WHAT IS EXPECTED -
Transcribe verbatim the lines of the items below, beginning with the line that contains "lookup dry grass" and continuing through the last line of the items.

DATASET RECORDS -
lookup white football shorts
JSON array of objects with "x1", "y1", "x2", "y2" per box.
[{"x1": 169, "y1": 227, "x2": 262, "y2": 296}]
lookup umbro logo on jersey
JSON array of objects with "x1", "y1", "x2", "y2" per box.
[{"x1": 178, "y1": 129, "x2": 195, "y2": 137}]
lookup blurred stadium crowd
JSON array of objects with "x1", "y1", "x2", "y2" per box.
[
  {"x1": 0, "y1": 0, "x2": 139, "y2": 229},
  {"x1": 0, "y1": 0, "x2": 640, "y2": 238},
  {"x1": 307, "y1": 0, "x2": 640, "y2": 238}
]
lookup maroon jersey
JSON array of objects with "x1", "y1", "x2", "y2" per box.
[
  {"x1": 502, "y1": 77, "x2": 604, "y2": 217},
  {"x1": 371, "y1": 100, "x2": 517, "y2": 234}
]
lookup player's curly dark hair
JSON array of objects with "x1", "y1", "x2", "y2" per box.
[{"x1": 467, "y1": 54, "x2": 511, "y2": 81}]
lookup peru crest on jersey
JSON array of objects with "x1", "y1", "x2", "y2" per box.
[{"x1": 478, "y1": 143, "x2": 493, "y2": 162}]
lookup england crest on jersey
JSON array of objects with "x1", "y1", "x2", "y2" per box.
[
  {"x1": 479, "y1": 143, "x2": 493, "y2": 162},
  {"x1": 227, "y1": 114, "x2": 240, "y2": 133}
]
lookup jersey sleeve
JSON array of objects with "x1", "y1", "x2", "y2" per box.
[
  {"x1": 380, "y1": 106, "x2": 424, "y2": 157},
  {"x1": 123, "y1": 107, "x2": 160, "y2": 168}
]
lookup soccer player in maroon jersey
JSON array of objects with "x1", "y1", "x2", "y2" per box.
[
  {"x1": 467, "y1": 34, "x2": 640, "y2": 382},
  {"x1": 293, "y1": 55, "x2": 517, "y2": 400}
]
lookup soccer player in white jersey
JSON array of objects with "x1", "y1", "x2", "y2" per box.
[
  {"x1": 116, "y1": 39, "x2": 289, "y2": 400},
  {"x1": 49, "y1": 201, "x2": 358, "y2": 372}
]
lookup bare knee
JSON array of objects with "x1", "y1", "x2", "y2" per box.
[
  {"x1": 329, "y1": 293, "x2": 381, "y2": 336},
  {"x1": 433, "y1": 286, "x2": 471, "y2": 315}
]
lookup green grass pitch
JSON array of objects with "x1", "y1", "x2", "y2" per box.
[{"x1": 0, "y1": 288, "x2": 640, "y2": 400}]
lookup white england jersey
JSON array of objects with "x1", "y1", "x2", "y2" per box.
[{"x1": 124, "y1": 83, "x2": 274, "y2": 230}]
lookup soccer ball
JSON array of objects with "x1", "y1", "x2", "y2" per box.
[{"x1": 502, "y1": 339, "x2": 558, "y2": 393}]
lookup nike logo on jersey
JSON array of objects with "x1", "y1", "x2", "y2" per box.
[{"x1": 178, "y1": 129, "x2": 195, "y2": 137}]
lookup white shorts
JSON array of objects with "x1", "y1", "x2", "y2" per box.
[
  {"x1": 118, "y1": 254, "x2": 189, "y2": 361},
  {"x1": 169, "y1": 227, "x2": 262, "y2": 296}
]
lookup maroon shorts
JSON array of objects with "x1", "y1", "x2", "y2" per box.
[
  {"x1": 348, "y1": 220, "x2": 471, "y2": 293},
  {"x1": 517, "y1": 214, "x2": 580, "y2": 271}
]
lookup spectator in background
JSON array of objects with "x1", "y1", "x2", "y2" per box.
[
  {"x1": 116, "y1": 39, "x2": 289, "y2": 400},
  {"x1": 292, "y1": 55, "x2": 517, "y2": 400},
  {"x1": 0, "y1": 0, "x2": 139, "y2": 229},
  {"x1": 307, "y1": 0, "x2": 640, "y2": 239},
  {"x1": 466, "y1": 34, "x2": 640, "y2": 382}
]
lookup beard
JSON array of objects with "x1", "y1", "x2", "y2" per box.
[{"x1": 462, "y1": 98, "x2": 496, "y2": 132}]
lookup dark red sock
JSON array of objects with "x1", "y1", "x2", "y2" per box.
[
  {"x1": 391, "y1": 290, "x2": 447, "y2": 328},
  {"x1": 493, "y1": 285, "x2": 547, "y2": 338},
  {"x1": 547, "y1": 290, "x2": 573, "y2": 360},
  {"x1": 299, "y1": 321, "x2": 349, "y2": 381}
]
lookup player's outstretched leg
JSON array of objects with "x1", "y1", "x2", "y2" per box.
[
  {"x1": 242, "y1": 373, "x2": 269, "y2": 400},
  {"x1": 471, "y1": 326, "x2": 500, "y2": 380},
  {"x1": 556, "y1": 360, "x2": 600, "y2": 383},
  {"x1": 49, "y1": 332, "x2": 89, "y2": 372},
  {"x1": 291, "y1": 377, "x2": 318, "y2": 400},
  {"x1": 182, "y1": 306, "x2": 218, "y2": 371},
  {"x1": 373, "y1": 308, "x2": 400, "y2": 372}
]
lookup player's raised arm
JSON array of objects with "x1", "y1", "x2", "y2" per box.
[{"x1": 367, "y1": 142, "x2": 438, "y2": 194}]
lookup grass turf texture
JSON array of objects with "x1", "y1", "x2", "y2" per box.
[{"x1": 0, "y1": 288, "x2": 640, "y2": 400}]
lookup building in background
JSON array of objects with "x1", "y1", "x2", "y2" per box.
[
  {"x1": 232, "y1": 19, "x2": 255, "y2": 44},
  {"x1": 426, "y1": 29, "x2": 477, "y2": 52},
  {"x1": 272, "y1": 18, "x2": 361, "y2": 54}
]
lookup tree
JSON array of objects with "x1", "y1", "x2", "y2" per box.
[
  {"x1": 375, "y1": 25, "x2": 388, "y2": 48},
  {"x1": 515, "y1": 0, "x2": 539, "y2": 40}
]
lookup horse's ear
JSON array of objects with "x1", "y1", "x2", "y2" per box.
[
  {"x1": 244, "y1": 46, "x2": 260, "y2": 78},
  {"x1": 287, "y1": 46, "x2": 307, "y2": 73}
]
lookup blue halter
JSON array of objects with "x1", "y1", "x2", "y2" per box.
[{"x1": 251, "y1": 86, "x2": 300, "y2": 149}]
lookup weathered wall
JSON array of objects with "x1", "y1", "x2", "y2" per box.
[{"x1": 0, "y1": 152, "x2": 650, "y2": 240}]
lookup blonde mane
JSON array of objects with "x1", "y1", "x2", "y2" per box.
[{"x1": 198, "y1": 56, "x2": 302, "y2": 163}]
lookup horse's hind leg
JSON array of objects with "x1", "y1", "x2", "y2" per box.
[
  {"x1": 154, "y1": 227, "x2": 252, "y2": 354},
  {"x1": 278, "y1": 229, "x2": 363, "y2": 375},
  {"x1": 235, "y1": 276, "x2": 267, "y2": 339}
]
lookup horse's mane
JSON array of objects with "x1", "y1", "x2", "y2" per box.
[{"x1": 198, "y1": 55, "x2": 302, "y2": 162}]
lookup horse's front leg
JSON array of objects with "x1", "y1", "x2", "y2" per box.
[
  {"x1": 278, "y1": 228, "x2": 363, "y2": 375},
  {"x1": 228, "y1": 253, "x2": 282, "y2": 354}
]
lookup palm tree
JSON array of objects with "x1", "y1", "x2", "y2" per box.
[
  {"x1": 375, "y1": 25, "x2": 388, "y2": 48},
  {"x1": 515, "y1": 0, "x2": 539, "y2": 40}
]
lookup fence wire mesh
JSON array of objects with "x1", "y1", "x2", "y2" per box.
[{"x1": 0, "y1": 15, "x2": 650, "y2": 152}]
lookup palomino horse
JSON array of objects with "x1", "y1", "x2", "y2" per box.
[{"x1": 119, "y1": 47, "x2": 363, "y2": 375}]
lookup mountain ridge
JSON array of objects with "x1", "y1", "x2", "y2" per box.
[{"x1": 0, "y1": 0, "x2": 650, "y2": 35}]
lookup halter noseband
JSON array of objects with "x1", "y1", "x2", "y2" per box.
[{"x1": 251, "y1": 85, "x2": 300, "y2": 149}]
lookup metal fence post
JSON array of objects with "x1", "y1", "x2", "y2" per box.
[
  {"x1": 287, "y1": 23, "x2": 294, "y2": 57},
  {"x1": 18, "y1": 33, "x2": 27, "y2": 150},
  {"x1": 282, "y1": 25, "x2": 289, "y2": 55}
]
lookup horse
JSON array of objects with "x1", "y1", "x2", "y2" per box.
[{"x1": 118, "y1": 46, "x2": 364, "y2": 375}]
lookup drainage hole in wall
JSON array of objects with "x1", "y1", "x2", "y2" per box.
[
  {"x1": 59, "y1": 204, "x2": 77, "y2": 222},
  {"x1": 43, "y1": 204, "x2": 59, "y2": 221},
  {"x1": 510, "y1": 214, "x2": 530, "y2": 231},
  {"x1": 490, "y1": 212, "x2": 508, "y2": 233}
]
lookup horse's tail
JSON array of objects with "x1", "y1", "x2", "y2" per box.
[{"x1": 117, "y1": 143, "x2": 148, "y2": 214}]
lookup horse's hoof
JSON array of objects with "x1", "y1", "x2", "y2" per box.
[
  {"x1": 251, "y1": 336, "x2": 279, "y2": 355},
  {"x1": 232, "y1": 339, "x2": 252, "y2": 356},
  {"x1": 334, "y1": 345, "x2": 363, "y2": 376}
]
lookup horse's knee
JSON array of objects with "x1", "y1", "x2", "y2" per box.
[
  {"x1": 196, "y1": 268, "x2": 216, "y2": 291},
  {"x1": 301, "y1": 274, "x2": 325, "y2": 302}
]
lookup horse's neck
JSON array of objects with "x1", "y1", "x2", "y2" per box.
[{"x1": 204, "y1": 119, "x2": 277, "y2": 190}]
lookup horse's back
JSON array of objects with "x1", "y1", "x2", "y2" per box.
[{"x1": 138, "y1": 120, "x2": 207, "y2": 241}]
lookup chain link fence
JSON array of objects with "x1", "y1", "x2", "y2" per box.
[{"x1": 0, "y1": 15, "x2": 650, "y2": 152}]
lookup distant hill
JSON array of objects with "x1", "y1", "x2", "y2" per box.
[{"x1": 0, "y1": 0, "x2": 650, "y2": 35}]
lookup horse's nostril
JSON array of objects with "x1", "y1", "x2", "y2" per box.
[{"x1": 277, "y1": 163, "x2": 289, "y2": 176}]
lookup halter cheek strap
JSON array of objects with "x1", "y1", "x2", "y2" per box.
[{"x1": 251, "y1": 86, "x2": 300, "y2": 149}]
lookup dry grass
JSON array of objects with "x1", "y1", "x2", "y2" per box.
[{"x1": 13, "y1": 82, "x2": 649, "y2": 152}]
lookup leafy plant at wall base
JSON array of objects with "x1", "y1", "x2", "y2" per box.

TASK ANSWER -
lookup dry grass
JSON array of objects with "x1", "y1", "x2", "y2" per box.
[{"x1": 13, "y1": 82, "x2": 649, "y2": 152}]
lookup leafy plant at wall base
JSON array of objects with "x1", "y1", "x2", "y2" per box.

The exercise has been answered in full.